- **Data listing**:
■ ■ ■ ■ ■ ■ ■
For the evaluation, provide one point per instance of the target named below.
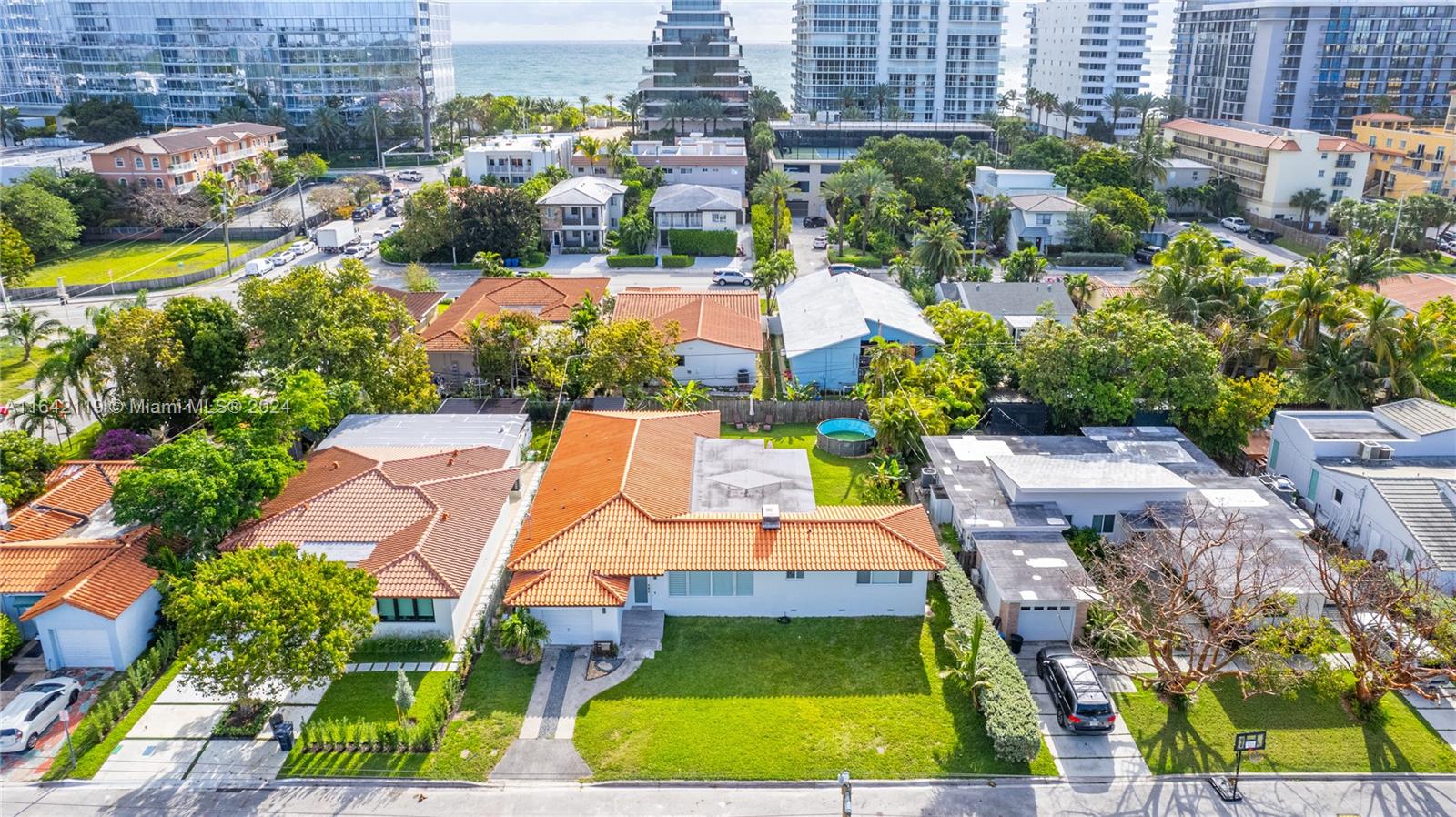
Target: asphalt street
■ ■ ■ ■ ■ ■ ■
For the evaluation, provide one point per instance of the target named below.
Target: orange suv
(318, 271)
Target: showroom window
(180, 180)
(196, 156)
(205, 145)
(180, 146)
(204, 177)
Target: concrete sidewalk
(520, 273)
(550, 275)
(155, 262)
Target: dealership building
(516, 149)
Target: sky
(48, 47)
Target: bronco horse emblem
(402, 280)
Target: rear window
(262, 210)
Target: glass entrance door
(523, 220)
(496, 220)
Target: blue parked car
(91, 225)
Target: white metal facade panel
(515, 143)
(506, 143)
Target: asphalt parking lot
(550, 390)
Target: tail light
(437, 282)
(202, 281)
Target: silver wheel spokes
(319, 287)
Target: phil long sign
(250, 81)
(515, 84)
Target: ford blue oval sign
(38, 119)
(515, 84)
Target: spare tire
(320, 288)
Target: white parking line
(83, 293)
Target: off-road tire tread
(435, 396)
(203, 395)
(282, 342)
■ ■ ■ ■ ■ ■ ■
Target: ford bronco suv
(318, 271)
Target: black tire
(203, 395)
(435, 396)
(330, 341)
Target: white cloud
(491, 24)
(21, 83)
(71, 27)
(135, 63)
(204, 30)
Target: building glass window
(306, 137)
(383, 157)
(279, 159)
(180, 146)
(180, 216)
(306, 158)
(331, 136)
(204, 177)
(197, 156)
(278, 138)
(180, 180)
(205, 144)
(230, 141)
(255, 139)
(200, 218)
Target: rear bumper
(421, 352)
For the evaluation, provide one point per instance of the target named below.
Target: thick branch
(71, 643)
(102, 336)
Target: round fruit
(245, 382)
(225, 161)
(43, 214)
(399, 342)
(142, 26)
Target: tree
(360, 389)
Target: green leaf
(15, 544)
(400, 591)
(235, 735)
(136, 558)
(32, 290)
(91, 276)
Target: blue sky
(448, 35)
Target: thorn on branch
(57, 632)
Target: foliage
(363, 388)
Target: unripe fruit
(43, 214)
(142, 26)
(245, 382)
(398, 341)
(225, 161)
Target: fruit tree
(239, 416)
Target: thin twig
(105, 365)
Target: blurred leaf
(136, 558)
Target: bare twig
■ ■ ■ ■ ■ ■ ■
- **Given problem**:
Find every line in the rows above that contains the string "branch", and copy each of those lines in full. Case counts.

- **Response for this exercise**:
Target: thick branch
Target: thorn on branch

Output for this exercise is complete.